* _TASK TO CARRY OUT_
Below are entries. Pull out all lines containing "fence".

* _AVAILABLE DATA_
━━━━━━━━━━

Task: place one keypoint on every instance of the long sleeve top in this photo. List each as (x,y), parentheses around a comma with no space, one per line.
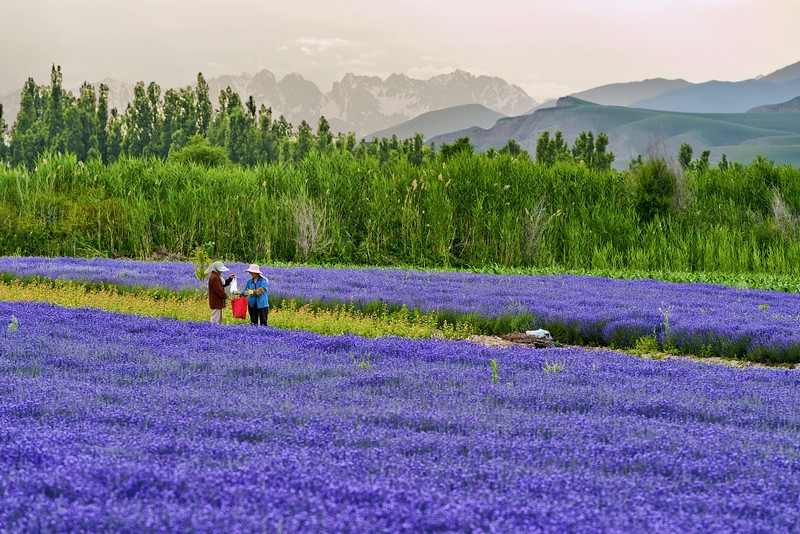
(216,290)
(259,298)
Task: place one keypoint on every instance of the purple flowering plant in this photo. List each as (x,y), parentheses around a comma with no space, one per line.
(124,423)
(691,318)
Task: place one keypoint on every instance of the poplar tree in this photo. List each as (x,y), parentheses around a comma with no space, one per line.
(203,105)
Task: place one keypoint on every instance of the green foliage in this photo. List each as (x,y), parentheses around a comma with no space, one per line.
(460,146)
(200,152)
(201,260)
(654,185)
(685,155)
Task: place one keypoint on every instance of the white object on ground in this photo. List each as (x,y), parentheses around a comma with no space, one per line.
(540,333)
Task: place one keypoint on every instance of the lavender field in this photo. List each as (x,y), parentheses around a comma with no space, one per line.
(703,319)
(113,422)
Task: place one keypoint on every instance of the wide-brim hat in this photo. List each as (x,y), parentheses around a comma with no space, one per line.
(254,269)
(217,266)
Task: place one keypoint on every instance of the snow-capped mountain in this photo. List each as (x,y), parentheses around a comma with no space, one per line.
(359,104)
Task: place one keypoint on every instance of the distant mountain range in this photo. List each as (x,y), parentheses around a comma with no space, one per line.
(637,116)
(441,121)
(360,104)
(633,131)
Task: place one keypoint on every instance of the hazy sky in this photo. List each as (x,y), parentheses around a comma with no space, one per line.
(549,48)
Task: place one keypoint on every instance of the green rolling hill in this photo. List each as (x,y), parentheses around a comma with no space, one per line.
(635,131)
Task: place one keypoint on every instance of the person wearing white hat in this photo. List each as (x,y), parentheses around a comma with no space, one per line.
(216,290)
(257,299)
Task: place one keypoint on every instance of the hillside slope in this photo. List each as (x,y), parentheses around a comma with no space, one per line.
(634,131)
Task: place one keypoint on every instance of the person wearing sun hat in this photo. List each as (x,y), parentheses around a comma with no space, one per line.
(216,290)
(257,299)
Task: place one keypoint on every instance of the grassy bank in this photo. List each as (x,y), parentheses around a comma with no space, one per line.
(468,212)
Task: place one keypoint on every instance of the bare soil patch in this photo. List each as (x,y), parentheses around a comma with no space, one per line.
(520,339)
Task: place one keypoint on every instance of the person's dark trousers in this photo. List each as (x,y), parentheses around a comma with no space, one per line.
(258,315)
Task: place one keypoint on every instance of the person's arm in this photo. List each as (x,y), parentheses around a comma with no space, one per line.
(215,286)
(262,287)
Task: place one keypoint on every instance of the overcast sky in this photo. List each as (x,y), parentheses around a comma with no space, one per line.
(549,48)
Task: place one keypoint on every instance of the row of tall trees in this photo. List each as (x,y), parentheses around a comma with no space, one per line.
(183,123)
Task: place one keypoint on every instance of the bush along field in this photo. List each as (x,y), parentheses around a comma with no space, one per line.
(698,319)
(115,422)
(458,210)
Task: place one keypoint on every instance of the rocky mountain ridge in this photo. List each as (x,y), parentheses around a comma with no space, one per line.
(360,104)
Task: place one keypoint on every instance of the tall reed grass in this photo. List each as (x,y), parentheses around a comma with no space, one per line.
(468,212)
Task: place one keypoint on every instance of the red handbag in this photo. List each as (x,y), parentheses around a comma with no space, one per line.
(239,307)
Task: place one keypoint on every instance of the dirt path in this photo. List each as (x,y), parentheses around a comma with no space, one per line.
(499,342)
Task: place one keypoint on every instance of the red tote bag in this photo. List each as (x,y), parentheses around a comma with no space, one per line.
(239,307)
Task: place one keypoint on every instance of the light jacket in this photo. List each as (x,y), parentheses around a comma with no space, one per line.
(257,300)
(216,291)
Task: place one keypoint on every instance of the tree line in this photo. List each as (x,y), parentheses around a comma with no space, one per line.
(183,124)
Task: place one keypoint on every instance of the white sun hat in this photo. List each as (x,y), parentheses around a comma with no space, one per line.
(254,269)
(217,266)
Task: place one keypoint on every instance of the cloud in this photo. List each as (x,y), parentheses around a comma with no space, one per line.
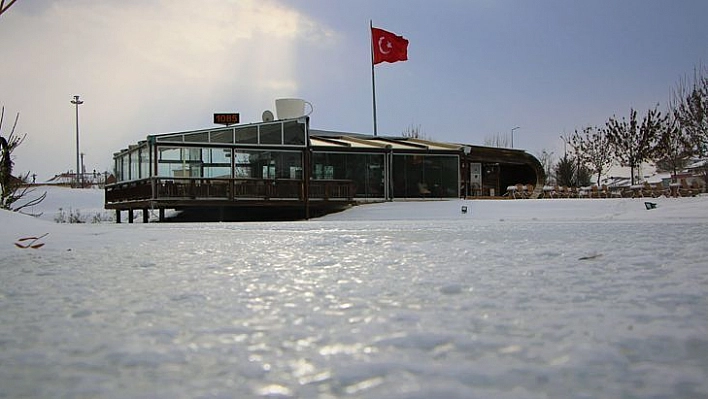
(143,67)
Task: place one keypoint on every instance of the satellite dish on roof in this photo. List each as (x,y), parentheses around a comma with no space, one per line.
(267,116)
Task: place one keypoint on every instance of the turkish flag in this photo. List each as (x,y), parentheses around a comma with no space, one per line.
(388,47)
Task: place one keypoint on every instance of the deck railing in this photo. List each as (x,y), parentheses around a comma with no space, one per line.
(167,189)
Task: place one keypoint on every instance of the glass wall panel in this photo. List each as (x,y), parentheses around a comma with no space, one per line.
(247,135)
(222,136)
(134,165)
(271,133)
(179,162)
(268,164)
(217,162)
(365,171)
(293,133)
(425,176)
(198,137)
(144,162)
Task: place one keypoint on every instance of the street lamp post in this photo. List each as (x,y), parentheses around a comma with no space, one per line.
(512,135)
(77,102)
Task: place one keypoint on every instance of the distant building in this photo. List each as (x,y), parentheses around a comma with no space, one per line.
(88,179)
(283,169)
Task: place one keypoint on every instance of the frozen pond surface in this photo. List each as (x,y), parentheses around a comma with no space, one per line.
(452,308)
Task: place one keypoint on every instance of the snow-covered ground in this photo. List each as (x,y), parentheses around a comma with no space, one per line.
(566,298)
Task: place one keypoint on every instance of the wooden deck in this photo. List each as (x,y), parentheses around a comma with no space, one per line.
(228,195)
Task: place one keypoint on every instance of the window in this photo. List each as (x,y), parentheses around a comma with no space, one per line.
(271,133)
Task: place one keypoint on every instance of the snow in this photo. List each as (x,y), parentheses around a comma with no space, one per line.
(562,298)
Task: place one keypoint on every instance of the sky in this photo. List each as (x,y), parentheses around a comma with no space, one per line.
(476,68)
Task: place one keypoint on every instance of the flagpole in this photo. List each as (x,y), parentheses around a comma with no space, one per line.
(373,79)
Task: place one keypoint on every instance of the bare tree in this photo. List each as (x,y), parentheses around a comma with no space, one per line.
(674,147)
(593,150)
(4,6)
(13,189)
(631,142)
(546,159)
(689,103)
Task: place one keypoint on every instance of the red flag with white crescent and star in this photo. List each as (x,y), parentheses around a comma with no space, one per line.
(388,47)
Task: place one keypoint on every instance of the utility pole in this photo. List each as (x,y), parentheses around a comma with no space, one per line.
(77,102)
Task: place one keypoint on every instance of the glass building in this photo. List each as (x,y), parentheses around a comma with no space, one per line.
(282,165)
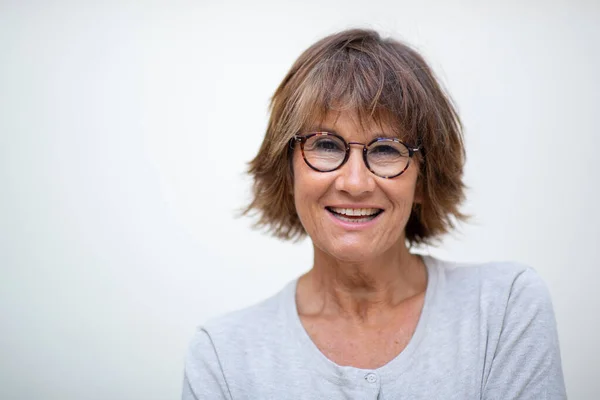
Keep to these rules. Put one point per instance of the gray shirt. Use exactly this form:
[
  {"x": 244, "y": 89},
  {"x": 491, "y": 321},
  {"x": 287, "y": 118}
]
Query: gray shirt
[{"x": 485, "y": 332}]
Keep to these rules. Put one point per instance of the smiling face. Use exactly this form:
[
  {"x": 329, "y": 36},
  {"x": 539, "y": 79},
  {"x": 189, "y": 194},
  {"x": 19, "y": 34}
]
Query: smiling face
[{"x": 351, "y": 214}]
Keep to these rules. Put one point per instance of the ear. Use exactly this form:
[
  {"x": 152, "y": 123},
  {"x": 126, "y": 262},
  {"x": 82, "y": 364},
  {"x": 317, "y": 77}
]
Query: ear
[{"x": 418, "y": 198}]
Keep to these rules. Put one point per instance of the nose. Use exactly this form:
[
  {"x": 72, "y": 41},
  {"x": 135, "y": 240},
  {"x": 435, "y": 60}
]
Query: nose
[{"x": 354, "y": 177}]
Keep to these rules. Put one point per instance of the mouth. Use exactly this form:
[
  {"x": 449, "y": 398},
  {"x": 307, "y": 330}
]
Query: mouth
[{"x": 355, "y": 215}]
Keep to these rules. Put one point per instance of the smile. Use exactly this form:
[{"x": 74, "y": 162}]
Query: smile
[{"x": 355, "y": 215}]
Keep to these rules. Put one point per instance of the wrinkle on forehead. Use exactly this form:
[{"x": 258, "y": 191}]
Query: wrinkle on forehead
[{"x": 367, "y": 126}]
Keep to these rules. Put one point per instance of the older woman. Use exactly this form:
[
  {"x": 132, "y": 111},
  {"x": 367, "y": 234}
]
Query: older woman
[{"x": 364, "y": 154}]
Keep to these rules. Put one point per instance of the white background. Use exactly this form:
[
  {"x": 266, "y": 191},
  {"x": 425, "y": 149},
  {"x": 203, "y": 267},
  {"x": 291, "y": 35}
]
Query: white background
[{"x": 118, "y": 232}]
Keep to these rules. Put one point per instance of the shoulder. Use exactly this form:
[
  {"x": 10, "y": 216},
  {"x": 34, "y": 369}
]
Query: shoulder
[{"x": 501, "y": 279}]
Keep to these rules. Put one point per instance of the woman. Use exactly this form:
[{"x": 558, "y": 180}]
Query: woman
[{"x": 364, "y": 154}]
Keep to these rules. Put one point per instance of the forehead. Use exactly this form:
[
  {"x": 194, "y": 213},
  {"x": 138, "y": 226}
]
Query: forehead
[{"x": 352, "y": 123}]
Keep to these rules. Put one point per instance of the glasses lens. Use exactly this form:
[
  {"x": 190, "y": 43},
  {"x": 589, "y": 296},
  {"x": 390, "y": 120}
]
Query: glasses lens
[
  {"x": 324, "y": 152},
  {"x": 387, "y": 157}
]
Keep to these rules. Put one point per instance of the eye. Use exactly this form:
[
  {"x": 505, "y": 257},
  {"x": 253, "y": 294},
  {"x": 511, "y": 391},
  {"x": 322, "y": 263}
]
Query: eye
[
  {"x": 324, "y": 144},
  {"x": 385, "y": 150}
]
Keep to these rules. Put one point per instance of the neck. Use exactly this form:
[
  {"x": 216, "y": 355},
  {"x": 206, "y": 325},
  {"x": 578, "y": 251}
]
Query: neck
[{"x": 362, "y": 290}]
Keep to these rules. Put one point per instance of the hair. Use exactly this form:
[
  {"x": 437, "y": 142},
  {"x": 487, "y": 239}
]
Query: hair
[{"x": 381, "y": 79}]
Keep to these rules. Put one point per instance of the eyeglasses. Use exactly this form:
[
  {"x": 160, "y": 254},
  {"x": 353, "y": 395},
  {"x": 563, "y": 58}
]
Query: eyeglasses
[{"x": 326, "y": 152}]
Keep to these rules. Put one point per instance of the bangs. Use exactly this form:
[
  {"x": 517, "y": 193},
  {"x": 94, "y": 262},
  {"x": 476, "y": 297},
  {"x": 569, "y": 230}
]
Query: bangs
[{"x": 352, "y": 80}]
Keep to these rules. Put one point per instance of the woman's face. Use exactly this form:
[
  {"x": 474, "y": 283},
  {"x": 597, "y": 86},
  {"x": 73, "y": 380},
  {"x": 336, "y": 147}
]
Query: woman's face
[{"x": 328, "y": 202}]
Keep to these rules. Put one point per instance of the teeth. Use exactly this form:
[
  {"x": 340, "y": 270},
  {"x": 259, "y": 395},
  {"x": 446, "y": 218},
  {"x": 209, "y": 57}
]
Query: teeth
[{"x": 355, "y": 211}]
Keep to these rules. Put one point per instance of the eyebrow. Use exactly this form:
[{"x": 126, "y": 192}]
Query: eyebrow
[{"x": 376, "y": 134}]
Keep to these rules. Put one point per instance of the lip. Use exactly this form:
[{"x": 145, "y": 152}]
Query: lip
[{"x": 354, "y": 226}]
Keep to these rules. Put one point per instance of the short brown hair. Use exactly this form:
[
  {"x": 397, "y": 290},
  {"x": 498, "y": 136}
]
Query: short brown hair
[{"x": 382, "y": 79}]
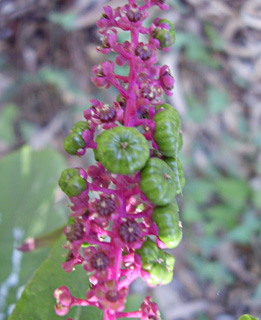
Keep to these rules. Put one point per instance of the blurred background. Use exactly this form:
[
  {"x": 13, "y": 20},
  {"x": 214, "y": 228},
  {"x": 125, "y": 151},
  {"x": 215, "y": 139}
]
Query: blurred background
[{"x": 47, "y": 51}]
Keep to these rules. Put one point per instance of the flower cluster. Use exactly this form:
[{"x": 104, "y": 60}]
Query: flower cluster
[{"x": 124, "y": 211}]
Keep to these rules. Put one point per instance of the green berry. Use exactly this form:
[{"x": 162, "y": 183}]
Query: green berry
[
  {"x": 122, "y": 150},
  {"x": 71, "y": 183},
  {"x": 157, "y": 263},
  {"x": 74, "y": 141}
]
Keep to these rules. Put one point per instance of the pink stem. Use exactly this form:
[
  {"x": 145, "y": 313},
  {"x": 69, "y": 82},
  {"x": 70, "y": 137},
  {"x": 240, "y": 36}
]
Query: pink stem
[
  {"x": 130, "y": 109},
  {"x": 133, "y": 314}
]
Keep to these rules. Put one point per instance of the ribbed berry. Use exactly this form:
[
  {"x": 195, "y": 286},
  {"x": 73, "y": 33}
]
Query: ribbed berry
[{"x": 107, "y": 114}]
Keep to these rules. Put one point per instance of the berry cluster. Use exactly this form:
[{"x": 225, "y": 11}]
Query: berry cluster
[{"x": 123, "y": 208}]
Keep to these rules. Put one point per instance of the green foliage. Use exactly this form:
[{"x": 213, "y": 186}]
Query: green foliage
[
  {"x": 7, "y": 118},
  {"x": 27, "y": 184},
  {"x": 37, "y": 300}
]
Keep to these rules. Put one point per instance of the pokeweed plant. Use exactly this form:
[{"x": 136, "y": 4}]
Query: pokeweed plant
[{"x": 123, "y": 211}]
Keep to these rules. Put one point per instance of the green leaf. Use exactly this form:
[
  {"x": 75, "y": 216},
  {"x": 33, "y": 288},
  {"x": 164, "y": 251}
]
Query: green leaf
[
  {"x": 7, "y": 117},
  {"x": 28, "y": 182},
  {"x": 37, "y": 301}
]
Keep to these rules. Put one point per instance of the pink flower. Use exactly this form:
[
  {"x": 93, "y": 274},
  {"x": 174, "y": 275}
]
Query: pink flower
[
  {"x": 129, "y": 233},
  {"x": 103, "y": 72},
  {"x": 64, "y": 300},
  {"x": 149, "y": 310},
  {"x": 108, "y": 295},
  {"x": 166, "y": 80},
  {"x": 98, "y": 261}
]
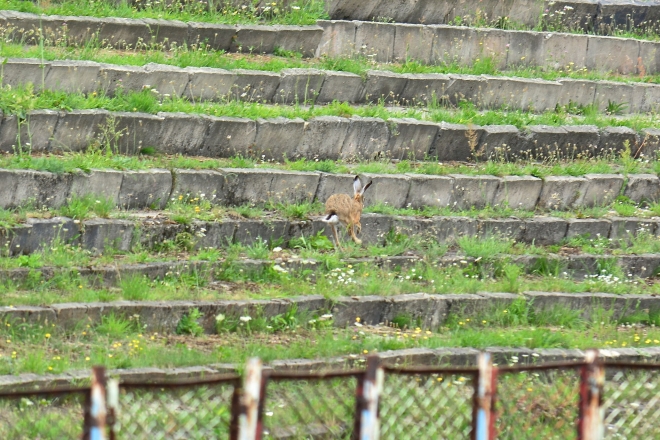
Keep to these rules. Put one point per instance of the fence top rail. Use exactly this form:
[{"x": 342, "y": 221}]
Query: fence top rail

━━━━━━━━━━

* _SOLUTION_
Keep to these rules. Put one point per instance of the fence top rail. Use exactly this form:
Query: fence top rail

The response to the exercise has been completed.